→ Work to be completed
Output the lines of the listing as a numbered list, skipping blank lines, covering the stretch from the start of the listing through the line that contains "202,182,326,226".

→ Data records

— start —

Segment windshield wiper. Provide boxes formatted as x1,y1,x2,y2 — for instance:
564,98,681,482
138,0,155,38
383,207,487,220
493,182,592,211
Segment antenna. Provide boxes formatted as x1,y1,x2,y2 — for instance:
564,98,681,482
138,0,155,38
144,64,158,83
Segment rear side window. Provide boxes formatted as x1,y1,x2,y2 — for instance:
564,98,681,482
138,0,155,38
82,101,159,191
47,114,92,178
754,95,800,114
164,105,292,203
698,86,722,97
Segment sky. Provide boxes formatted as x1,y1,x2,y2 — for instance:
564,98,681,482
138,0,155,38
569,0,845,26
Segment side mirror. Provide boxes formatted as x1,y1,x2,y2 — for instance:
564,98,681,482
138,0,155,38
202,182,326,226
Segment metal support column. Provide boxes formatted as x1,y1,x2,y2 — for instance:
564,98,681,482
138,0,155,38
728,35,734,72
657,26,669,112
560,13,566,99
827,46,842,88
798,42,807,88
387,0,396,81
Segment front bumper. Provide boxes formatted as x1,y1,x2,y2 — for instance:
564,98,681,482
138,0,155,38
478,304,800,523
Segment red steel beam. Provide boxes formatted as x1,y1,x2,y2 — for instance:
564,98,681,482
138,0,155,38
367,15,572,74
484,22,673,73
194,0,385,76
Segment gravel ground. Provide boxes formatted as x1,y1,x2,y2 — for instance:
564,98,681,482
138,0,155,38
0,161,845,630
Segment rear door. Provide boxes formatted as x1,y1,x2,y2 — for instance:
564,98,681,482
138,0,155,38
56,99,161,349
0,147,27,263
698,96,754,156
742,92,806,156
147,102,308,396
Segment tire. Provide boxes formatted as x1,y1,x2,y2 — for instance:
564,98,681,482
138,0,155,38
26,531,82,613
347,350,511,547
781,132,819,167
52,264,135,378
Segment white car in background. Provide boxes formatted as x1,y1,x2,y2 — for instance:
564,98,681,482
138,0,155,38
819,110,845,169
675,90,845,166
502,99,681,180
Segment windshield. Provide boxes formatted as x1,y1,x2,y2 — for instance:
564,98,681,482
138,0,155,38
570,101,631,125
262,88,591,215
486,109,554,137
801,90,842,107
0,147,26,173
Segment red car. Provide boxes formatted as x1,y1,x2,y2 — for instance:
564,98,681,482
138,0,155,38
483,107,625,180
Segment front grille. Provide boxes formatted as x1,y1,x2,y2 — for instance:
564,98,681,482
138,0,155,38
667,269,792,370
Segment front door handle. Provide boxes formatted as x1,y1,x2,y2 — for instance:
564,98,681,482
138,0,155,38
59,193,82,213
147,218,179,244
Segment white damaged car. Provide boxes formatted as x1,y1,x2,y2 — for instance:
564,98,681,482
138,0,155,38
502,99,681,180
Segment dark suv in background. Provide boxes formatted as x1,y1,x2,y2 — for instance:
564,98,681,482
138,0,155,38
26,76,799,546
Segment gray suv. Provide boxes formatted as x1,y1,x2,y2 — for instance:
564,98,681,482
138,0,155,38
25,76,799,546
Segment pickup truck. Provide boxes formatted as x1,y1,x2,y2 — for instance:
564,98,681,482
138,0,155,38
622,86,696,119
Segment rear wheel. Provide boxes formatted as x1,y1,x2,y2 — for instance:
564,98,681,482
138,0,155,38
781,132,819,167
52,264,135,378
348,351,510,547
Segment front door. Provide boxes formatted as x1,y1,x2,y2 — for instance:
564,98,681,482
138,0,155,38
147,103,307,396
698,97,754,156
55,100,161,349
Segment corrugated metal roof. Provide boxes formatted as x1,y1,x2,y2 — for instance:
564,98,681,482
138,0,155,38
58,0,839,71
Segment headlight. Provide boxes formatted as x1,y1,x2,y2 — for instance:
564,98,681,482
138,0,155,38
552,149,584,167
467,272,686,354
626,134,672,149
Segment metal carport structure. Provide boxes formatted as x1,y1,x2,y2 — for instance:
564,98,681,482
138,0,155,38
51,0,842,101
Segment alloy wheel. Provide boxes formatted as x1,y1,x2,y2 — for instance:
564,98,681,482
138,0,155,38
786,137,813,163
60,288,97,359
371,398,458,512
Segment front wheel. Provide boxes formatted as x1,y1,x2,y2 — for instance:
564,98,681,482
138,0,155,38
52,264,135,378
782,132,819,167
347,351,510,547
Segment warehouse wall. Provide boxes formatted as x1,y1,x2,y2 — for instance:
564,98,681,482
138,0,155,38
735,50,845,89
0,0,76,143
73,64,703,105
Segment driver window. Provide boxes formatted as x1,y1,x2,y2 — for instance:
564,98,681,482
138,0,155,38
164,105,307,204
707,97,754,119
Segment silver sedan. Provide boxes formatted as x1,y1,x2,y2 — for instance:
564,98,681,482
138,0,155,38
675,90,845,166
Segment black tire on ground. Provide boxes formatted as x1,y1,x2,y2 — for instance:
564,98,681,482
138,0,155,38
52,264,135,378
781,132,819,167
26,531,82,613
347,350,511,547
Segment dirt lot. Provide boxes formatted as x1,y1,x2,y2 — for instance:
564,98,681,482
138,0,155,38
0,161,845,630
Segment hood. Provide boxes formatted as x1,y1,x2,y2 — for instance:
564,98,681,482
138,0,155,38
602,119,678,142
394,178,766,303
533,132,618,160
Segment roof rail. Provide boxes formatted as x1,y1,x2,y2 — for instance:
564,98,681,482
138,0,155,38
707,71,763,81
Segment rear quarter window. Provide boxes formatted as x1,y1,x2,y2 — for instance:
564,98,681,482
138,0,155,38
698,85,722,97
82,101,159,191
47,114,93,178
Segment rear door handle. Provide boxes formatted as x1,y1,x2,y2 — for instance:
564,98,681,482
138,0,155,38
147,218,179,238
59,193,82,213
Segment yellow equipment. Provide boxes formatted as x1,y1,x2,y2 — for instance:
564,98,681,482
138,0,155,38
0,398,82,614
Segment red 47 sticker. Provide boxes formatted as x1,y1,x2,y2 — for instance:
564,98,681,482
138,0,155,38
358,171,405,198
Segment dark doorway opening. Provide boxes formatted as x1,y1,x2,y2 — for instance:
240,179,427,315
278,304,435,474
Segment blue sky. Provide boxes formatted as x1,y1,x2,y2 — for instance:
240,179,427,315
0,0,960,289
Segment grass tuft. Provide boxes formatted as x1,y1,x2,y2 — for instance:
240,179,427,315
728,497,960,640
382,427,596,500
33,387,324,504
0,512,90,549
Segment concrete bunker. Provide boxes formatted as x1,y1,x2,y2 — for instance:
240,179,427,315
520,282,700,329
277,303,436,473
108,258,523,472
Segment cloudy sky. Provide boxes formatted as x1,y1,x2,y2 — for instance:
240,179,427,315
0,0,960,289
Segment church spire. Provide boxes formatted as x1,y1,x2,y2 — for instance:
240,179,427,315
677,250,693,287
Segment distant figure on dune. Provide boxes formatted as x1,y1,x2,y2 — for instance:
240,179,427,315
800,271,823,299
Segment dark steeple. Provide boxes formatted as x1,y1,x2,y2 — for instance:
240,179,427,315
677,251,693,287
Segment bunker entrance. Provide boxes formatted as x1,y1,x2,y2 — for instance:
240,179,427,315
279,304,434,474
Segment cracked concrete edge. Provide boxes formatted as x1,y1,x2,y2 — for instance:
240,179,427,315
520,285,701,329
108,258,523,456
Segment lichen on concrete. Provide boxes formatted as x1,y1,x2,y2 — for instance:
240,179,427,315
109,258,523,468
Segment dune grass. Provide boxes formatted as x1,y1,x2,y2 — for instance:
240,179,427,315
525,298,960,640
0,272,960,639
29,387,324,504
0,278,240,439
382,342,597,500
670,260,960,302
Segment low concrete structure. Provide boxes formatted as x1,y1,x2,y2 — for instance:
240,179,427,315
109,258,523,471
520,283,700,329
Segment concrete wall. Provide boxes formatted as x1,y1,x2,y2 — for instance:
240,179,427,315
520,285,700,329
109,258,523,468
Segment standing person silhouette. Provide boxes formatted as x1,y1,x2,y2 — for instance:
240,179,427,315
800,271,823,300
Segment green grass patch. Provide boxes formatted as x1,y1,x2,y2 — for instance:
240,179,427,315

— end —

→ Solution below
1. Segment windshield wiper. Provide boxes formatted as x1,y1,x2,y2 — for instance:
2. 564,98,681,482
3. 138,0,155,38
4. 383,207,487,220
5. 493,182,592,211
6. Segment antenna. Provide boxes formatted as x1,y1,x2,y2 — for instance:
7. 564,98,681,482
8. 138,0,155,38
9. 144,64,158,83
10. Segment rear side window. Provide boxes formatted as x1,y1,x2,y2 — for instance:
11. 564,98,681,482
12. 138,0,155,38
13. 82,101,159,191
14. 47,114,92,178
15. 754,95,800,114
16. 164,105,292,203
17. 698,86,722,97
18. Segment sky. Provide boxes formatted as x1,y1,x2,y2 — for instance:
19. 564,98,681,482
20. 138,0,155,38
21. 569,0,845,26
22. Segment side mirror. Provide boxes formatted as x1,y1,x2,y2 — for instance:
23. 564,98,681,482
24. 138,0,155,38
25. 202,182,326,226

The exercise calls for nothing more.